Required work: Pull out every line from the line containing "Put a point on the gray pavement, one" through the end of the material, both ends included, and reproduce it exactly. Keep pictures out.

**** Input data ****

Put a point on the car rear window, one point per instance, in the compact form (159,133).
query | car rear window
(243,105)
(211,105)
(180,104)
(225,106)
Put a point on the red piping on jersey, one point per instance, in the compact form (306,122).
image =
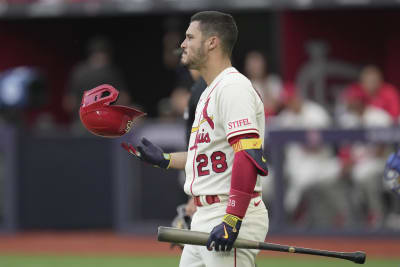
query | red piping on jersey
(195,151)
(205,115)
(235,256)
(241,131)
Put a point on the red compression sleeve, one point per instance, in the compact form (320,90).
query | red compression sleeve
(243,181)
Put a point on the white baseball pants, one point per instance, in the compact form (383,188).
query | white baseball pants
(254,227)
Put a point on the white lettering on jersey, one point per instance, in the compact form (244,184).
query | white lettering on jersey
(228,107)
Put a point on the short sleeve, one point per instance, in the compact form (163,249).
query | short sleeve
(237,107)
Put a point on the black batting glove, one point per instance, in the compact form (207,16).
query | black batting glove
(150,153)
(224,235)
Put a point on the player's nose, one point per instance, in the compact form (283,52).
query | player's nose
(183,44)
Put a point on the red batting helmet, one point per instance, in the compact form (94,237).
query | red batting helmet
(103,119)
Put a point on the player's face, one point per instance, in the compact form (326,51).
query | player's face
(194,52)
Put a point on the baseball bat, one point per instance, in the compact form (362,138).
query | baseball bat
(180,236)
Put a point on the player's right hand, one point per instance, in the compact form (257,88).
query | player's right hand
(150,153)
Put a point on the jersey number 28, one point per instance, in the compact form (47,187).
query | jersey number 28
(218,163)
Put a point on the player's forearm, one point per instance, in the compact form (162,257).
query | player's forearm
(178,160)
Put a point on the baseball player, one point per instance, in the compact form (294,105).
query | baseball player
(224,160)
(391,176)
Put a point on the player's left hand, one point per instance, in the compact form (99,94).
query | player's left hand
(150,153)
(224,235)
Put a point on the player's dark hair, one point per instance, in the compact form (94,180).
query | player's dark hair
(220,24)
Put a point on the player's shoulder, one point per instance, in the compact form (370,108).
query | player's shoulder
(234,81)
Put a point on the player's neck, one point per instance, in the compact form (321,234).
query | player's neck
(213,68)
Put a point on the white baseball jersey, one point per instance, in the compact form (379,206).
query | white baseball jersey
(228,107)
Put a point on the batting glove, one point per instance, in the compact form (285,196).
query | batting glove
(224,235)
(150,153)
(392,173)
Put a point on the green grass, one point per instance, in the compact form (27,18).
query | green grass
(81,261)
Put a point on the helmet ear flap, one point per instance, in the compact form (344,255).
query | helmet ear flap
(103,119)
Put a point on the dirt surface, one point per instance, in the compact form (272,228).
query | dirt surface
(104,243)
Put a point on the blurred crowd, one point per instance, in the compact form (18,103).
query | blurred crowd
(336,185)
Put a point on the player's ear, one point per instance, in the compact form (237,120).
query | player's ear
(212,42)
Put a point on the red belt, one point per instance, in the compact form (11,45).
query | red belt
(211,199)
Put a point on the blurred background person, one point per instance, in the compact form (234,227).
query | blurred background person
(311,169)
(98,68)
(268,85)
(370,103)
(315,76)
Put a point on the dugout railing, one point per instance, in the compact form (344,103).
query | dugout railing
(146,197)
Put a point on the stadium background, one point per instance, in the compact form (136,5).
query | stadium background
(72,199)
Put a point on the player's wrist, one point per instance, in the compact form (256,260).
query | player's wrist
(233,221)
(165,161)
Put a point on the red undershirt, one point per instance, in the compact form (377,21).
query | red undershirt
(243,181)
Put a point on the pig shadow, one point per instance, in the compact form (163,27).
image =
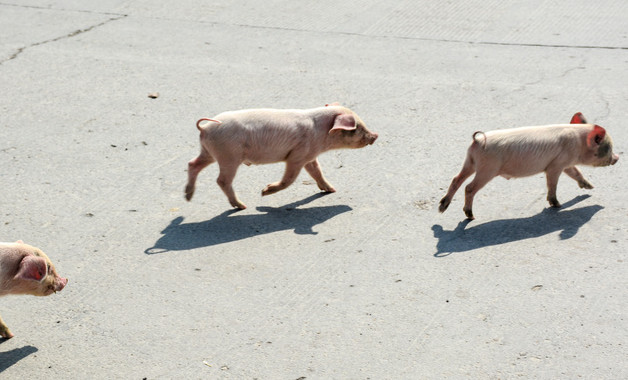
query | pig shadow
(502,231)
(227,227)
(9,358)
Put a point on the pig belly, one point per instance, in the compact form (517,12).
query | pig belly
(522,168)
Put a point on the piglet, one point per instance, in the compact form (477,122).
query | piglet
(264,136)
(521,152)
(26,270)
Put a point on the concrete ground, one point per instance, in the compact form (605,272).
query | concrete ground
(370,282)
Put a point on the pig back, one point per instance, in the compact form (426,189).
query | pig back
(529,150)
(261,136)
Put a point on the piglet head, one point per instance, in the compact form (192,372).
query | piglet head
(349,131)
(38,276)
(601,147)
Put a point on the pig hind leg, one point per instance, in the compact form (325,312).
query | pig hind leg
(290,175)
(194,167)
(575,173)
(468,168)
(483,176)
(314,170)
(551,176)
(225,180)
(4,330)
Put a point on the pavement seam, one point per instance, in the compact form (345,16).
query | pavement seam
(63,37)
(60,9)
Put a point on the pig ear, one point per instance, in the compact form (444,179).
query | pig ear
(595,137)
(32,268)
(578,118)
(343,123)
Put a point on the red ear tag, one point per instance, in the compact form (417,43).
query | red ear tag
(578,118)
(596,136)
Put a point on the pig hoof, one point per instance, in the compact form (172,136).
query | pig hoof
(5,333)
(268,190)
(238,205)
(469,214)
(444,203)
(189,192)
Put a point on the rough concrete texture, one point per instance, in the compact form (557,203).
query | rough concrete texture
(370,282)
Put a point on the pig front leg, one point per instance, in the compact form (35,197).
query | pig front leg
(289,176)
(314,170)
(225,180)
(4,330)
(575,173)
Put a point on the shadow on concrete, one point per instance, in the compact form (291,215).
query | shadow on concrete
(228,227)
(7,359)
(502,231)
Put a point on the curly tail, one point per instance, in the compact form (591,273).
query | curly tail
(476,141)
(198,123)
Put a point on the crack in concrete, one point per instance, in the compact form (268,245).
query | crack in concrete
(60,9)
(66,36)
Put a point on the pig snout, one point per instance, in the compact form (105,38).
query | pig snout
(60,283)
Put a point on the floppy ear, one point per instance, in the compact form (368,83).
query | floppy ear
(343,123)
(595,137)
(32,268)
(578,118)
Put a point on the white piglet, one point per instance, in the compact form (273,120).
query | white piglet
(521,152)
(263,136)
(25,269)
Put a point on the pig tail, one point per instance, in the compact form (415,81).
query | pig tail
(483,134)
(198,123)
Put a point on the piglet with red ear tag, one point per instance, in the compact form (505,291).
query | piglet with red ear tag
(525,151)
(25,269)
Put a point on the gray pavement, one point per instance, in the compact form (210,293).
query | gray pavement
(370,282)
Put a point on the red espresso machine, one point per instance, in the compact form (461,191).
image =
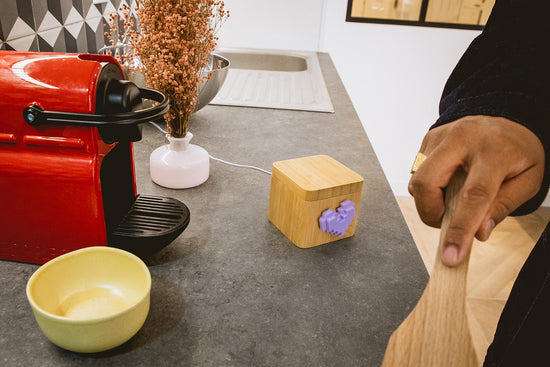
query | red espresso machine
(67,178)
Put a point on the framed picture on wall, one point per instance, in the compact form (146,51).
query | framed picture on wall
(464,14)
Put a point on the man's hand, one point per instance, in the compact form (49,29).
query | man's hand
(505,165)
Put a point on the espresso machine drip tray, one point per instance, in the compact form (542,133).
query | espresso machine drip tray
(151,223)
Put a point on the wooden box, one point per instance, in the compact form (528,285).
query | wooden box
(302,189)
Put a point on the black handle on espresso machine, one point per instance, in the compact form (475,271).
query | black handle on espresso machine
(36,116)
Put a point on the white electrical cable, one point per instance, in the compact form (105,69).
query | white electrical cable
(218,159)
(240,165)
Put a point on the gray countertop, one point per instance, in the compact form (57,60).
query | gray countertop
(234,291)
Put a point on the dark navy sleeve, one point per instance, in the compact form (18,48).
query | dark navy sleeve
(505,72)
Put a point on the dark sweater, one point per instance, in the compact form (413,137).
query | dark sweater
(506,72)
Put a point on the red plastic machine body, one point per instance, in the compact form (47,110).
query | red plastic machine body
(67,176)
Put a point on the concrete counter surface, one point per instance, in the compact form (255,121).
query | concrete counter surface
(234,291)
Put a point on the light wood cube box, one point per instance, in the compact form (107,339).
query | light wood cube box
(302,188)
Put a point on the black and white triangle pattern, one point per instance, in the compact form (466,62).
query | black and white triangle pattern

****

Exercise result:
Put a point on the gray pavement, one point per instance, in the compact form (210,293).
query | gray pavement
(370,282)
Put a point on the red espresso machine, one point per instance, in the compact form (461,191).
image =
query | red espresso machine
(67,178)
Put a point on the framed picture on wall, one point per instance, in the compact form (146,51).
query | framed picture on wall
(464,14)
Put a point on the man's hand, one point per instance, in the compact form (49,29).
query | man's hand
(505,165)
Put a point on the espresso machine drip tray, one point per instance, in the compact form (542,133).
query | espresso machine drip tray
(151,223)
Put a point on the wooden box, one point per instance, in the compact form (528,285).
query | wooden box
(302,189)
Put a point on the black handle on espresso machine, one point per instance, in the compact form (475,271).
query | black handle on espresso machine
(36,116)
Put a point on the white electrical cable, one point per instance, in the compact form (105,69).
query | white electrical cable
(218,159)
(240,165)
Put a point on the gray countertop, one point per instance, in the compact form (57,60).
query | gray countertop
(234,291)
Put a point on the dark navy sleeve, one point per instance, in the compact form (18,48).
query | dark navy sleeve
(505,72)
Put a point on the dark sweater, one point per instance, in the compact form (413,137).
query | dark sweater
(506,72)
Put a point on the red plastic machine body, one point per instance, in the compact form (47,110).
query | red plastic machine body
(67,176)
Put a point on the concrete counter surface, one point per instance, in the compact form (255,121).
query | concrete counter surface
(234,291)
Put a point on the light wood cube box, one point per instance, in the compact form (107,339).
query | light wood cube box
(302,188)
Put a point on the black and white triangle pattern, one point per instance, in the compact form (466,62).
query | black and white triangle pattern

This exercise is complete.